------ Selected extract ------

Linux 2 — Advanced command line use and Bash programming

Manipulating text

Regular expressions

In it’s simplest form, a regular expression is a string of symbols to match “as is”.

Regex	Matches
`abc`	abcdef
`234`	12345

grep '234'

Basic regexes vs. extended regexes

The Basic Regular Expressions or BRE flavor standardizes a flavor similar to the one used by the traditional UNIX grep command. The only supported quantifiers are . (dot), ^ (caret), $ (dollar), and * (star). To match these characters literally, escape them with a \ (backslash).

Most modern regex flavors are extensions to the BRE flavor, thus called ERE flavor. By today’s standard, the POSIX ERE flavor is rather bare bones. We will be using extended regexes, so:

alias grep='grep --color=auto -E'

Quantifiers

To match several characters you need to use a quantifier:

* matches any number of what’s before it, from zero to infinity.
? matches zero or one of what’s before it.
+ matches one or more of what’s before it.

Regex	Matches
`23*4`	1245, 12345, 123345
`23?4`	1245, 12345
`23+4`	12345, 123345

Does grep '23*4' match ‘123456’, ‘122456’ and/or ‘1233334456’?

Regexes are greedy

By default, regexes are greedy. They match as many characters as possible, as found out in the previous question. You can define how many instances of a match you want by using ranges:

{m} matches only m number of what’s before it.
{m,n} matches m to n number of what’s before it ({0,1} = ?).
{m,} matches m or more number of what’s before it ({1,}= +).

Special characters

A lot of special characters are available for regex building. Here are some of the more usual ones:

. matches any single character.
^ matches the beginning of the input string.
$ matches the end of the input string.
\w matches an alphanumeric character, \W a non-alphanumeric.
\ to escape special characters, e.g. \. matches a dot, and \\ matches a backslash.

Especially anchors ^ and $ are often useful. How would you match an empty line, a line that contains no characters, or only spaces?

------

**What to work on**.
a) Update the stretch of the regular expressions page from "The Basic Regular" through "one of what’s before it.", putting "reverse solidus" wherever "backslash" appears.
b) According to the regular expressions page, what does the ? quantifier match?
c) Using the regular expressions page, explain why grep is aliased to include the -E option.
The data that follows is separate material and is unrelated to the regular expressions page.

------ Items ------

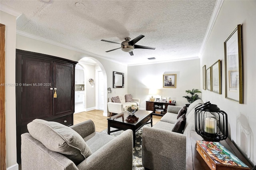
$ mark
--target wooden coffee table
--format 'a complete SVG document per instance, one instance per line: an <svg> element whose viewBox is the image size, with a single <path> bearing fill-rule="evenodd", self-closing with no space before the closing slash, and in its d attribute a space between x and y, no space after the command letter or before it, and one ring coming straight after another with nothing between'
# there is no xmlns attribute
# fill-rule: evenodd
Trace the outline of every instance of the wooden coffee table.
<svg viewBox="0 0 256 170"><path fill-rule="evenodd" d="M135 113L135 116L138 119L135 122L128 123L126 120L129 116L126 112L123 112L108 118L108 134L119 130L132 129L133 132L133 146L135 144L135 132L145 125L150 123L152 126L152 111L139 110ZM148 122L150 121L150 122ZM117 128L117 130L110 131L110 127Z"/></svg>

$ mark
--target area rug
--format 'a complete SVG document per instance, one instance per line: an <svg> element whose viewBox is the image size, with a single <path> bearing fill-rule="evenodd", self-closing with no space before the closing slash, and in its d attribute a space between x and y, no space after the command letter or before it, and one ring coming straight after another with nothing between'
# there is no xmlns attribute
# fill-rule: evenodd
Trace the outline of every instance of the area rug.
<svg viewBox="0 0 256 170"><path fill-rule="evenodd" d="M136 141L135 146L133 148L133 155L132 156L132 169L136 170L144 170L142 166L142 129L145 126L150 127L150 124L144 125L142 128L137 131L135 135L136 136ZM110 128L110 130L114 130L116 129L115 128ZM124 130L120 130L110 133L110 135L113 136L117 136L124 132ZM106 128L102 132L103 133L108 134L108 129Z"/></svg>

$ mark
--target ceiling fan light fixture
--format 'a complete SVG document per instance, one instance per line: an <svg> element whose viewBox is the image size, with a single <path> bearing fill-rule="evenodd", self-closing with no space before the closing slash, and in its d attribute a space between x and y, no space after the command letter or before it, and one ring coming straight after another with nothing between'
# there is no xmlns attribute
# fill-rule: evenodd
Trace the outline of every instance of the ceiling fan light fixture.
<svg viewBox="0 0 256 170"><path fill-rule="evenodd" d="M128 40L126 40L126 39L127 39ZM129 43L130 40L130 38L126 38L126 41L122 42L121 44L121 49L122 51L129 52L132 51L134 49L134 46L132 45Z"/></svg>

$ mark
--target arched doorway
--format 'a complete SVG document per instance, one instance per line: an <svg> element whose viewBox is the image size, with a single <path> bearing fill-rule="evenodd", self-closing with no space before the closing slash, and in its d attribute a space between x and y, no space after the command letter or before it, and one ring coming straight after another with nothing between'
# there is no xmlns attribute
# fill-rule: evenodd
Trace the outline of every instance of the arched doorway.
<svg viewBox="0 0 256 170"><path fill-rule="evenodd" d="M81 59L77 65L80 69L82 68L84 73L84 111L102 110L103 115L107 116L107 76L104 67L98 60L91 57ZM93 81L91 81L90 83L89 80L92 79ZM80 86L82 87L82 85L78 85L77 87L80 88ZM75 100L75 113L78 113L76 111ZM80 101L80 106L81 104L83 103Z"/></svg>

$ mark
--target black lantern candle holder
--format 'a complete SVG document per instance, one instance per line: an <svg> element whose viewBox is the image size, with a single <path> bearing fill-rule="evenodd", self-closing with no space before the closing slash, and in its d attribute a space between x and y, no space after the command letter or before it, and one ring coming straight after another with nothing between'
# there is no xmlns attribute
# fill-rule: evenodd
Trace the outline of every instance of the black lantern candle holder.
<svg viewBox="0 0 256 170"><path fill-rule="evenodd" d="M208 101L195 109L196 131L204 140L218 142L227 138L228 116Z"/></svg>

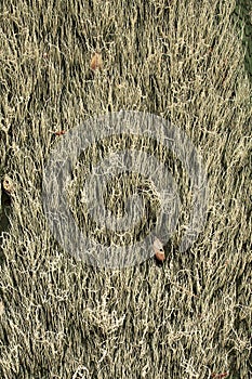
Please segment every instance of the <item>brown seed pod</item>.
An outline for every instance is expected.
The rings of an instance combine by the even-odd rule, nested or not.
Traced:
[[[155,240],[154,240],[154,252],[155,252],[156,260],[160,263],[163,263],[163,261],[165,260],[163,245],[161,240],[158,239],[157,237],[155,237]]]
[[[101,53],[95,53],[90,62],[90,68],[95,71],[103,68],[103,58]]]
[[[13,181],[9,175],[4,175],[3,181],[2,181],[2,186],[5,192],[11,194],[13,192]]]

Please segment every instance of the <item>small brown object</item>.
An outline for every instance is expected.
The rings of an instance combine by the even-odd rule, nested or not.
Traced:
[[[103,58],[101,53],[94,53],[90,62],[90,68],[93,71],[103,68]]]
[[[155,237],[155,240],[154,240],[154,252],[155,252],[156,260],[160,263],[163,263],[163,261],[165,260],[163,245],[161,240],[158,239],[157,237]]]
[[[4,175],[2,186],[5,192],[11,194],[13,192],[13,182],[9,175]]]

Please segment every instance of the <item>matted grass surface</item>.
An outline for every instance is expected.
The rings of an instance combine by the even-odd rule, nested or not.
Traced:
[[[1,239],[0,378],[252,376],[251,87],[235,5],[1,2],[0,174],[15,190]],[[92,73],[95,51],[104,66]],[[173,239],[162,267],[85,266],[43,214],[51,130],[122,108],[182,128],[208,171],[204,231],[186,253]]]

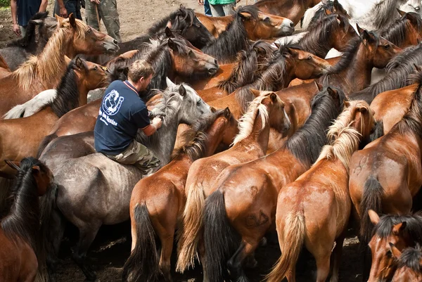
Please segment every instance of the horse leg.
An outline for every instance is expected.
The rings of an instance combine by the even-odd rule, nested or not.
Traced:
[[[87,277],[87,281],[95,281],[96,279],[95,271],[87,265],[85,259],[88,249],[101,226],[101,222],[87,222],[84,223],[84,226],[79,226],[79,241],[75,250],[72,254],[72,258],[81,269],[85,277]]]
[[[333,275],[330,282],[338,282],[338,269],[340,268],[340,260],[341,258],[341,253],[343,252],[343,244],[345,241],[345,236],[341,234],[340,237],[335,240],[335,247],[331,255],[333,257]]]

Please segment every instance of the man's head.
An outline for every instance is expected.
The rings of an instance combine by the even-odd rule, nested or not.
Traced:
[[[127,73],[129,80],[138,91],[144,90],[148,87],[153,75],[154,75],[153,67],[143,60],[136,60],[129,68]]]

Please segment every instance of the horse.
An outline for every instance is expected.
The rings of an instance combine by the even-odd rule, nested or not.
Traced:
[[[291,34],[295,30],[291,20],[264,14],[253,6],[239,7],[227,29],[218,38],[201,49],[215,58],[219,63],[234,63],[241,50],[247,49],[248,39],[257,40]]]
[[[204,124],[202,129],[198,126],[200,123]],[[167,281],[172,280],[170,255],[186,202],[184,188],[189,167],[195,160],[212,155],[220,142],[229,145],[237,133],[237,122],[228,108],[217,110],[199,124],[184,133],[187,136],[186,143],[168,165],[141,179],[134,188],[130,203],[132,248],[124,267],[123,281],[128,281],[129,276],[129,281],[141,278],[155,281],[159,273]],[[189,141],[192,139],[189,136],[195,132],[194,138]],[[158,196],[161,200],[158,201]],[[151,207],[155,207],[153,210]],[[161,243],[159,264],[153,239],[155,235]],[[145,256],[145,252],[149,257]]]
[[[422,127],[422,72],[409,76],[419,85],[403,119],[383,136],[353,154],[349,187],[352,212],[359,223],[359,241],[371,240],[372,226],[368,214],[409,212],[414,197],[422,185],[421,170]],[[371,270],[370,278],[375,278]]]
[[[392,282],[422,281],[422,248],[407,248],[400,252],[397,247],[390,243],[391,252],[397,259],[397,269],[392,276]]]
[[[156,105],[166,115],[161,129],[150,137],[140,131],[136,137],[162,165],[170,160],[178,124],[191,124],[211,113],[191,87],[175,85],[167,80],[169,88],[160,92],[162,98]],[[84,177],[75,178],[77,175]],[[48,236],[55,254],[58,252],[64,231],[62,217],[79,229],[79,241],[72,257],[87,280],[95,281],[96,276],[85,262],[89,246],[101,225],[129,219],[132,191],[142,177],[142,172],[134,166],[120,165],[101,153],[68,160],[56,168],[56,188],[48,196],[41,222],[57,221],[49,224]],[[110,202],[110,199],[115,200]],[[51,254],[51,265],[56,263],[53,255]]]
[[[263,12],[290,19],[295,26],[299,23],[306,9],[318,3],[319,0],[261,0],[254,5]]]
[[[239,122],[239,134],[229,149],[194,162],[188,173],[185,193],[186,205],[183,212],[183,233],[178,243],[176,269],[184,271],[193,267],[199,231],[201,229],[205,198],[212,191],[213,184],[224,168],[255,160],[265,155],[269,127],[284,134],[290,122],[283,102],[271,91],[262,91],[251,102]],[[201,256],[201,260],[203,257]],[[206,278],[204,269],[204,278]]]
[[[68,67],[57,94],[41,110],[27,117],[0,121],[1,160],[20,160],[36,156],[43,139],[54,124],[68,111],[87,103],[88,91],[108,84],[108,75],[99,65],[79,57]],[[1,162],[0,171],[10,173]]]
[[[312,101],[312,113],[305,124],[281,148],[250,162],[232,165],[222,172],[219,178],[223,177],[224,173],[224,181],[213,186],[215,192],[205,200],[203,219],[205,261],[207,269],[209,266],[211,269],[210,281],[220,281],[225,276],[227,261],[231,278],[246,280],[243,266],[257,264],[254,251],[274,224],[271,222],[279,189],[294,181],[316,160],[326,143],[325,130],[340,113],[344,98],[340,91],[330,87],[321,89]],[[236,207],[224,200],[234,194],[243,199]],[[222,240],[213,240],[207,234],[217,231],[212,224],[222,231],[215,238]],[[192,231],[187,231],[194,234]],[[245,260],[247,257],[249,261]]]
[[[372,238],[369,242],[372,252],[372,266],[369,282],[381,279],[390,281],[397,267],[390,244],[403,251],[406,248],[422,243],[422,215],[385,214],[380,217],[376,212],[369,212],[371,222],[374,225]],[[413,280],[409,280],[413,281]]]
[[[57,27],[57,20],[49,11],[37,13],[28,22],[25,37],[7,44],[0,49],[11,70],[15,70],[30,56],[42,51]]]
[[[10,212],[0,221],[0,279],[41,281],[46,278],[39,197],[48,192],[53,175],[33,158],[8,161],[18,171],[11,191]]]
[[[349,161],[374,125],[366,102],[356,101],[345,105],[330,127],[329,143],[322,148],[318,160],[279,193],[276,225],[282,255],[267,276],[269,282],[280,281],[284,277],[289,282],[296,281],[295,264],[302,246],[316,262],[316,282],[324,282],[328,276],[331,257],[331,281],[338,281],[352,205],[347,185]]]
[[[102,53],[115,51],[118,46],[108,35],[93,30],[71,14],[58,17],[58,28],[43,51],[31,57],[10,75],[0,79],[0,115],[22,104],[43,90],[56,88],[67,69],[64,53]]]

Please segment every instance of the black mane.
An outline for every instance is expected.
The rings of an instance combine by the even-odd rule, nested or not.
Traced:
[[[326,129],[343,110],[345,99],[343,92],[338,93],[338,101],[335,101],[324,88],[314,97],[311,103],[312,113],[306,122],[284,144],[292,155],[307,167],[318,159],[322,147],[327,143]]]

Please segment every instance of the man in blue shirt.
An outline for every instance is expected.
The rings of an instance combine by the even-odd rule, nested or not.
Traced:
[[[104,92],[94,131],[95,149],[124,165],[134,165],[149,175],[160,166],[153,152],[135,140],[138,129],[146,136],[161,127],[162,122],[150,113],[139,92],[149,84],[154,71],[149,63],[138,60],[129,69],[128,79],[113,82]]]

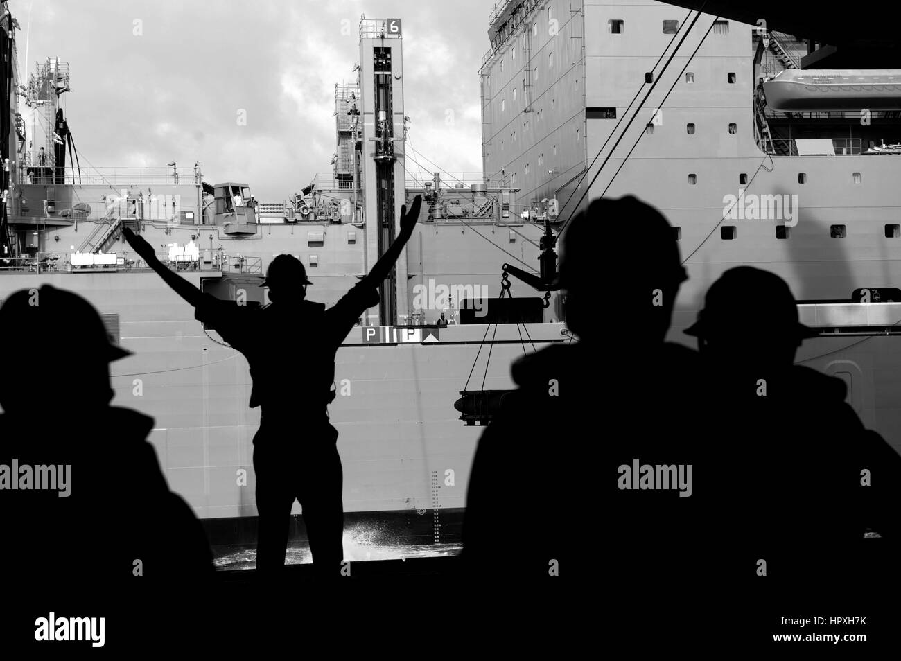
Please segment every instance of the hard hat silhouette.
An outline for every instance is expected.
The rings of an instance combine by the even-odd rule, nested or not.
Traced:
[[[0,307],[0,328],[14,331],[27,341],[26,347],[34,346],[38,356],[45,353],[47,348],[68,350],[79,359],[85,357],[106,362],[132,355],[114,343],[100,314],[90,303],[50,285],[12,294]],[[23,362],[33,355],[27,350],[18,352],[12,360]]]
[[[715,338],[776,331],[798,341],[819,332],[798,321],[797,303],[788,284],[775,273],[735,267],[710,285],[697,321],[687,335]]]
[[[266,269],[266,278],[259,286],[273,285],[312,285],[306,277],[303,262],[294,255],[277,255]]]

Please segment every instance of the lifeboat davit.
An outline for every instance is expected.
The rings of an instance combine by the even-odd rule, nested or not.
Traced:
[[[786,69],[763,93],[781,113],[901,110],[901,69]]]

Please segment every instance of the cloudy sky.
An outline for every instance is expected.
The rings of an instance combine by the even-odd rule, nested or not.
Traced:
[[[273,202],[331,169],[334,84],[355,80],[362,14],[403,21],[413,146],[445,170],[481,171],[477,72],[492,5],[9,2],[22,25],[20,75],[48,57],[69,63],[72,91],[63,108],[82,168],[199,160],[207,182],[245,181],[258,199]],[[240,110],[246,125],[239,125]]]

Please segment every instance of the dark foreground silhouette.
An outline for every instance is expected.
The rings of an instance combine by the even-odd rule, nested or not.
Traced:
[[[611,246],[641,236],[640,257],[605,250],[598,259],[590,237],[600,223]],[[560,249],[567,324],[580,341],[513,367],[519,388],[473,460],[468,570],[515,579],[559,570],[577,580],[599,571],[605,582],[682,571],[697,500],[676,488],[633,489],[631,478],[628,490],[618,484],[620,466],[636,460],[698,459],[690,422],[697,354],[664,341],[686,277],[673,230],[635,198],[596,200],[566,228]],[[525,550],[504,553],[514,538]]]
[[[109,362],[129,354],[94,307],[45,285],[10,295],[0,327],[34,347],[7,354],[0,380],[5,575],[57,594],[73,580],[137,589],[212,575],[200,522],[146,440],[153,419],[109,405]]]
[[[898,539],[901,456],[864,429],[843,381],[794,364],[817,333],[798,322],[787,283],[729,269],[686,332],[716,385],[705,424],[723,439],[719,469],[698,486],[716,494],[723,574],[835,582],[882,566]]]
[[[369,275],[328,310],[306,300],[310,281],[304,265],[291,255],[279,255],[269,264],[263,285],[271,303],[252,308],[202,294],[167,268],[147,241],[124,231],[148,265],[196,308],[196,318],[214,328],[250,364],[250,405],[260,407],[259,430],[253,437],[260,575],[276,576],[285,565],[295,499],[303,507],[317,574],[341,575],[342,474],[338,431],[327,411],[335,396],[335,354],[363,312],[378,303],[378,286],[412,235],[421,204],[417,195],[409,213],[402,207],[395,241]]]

------

**Full answers**.
a)
The Basic Regular Expressions or BRE flavor standardizes a flavor similar to the one used by the traditional UNIX grep command. The only supported quantifiers are . (dot), ^ (caret), $ (dollar), and * (star). To match these characters literally, escape them with a \ (reverse solidus).

Most modern regex flavors are extensions to the BRE flavor, thus called ERE flavor. By today’s standard, the POSIX ERE flavor is rather bare bones. We will be using extended regexes, so:

alias grep='grep --color=auto -E'

Quantifiers

To match several characters you need to use a quantifier:

* matches any number of what’s before it, from zero to infinity.
? matches zero or one of what’s before it.

b) It matches zero or one of what's before it.

c) The page says that extended regexes will be used, so grep is aliased to 'grep --color=auto -E'.